Aim A: In the aquarium fertilizer thread, why does Yo-han say that taking up nutrients through the leaves is more energy efficient for plants?

Provided text:
## Start
# New plants, no roots. Root tabs or liquid?



## christo (May 23, 2008)

Hi All,
Somewhat new to plants. Bought some new plants. Large and healthy. However, they have very small to no roots. I guess most absorption will be by leaves so I should use a liquid fertilizer instead of root tabs or osmocote. Yes? Thanks

Chris


----------



## Yo-han (Oct 15, 2010)

All plants prefer nutrients by their leaves. This way the nutrients are right where they need to be and don't need to be transferred all the way from the roots. This is much more energy efficient. That being said. Supplying nutrients via their roots give you much more stable water conditions and less change on algae. It all depends on the entire system you use. Root tabs is the easiest way to go if you want it to be low maintenance I guess.


----------



## Phil Edwards (Jan 22, 2004)

Christo,

Plants will take up nutrients from both roots and shoots. If nutrients are more concentrated in the water column then most uptake will be foliar. If nutrients are more concentrated in the substrate then uptake will tend to be via roots. Like Yo-han said, if you fertilize in the substrate it will tend to keep the water column more stable and potentially give you fewer algae issues on the leaves.


----------



## Zapins (Jul 28, 2004)

I just read a paper on nutrient uptake. It seems aquatic plants transfer 5x more nutrients by leaves than by their roots. 5% by roots and 21% by leaf. I'll see if I can paraphrase it later on.


----------



## Phil Edwards (Jan 22, 2004)

Zap,

What year was the paper written? Can you email me an electronic copy?


----------



## Zapins (Jul 28, 2004)

Oh man, I'll have to look back over them all and find the right one. I read about a hundred papers in the last few days so it might take me a day or so to find it.


----------



## Diana K (Dec 20, 2007)

From Diana Walstad's book Ecology of the Planted Aquarium mostly chapter VII:

Tests have been done in split containers with the plant roots in one container and the leaves in another. 
The fertilizer can be supplied to just the substrate (root container), or to the leaf/stem container (water column dosing) or both. 
Some studies were done with radioactive fertilizers so the scientists could trace where the ferts came from (substrate/ root uptake or water/ leaf-stem uptake). So that if fertilizer was supplied to both parts of the container, the radioactive material would show if the plants took it up from one part or the other.

Conclusions:
1) Different species use one or the other method quite noticeably. Some species will use either method just fine.
## End
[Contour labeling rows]
## Start
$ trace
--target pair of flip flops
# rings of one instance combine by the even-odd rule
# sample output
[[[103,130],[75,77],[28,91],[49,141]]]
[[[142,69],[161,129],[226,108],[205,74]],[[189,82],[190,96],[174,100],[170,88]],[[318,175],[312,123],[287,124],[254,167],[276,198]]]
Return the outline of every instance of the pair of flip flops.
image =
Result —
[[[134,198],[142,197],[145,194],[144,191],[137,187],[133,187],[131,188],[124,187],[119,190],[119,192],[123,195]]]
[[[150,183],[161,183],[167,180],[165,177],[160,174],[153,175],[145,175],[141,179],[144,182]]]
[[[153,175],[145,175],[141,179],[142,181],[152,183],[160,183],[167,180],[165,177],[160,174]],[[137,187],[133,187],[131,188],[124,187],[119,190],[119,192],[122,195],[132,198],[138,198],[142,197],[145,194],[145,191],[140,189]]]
## End
Aim B: Express every line of the contour labeling rows above as a JSON list of strings, with one string per line and blank lines omitted.

Expected output A: When nutrients are taken up through the leaves, they are already where the plant needs them. They don't have to be moved all the way up from the roots.

Expected output B:
[
  "$ trace",
  "--target pair of flip flops",
  "# rings of one instance combine by the even-odd rule",
  "# sample output",
  "[[[103,130],[75,77],[28,91],[49,141]]]",
  "[[[142,69],[161,129],[226,108],[205,74]],[[189,82],[190,96],[174,100],[170,88]],[[318,175],[312,123],[287,124],[254,167],[276,198]]]",
  "Return the outline of every instance of the pair of flip flops.",
  "image =",
  "Result —",
  "[[[134,198],[142,197],[145,194],[144,191],[137,187],[133,187],[131,188],[124,187],[119,190],[119,192],[123,195]]]",
  "[[[150,183],[161,183],[167,180],[165,177],[160,174],[153,175],[145,175],[141,179],[144,182]]]",
  "[[[153,175],[145,175],[141,179],[142,181],[152,183],[160,183],[167,180],[165,177],[160,174]],[[137,187],[133,187],[131,188],[124,187],[119,190],[119,192],[122,195],[132,198],[138,198],[142,197],[145,194],[145,191],[140,189]]]"
]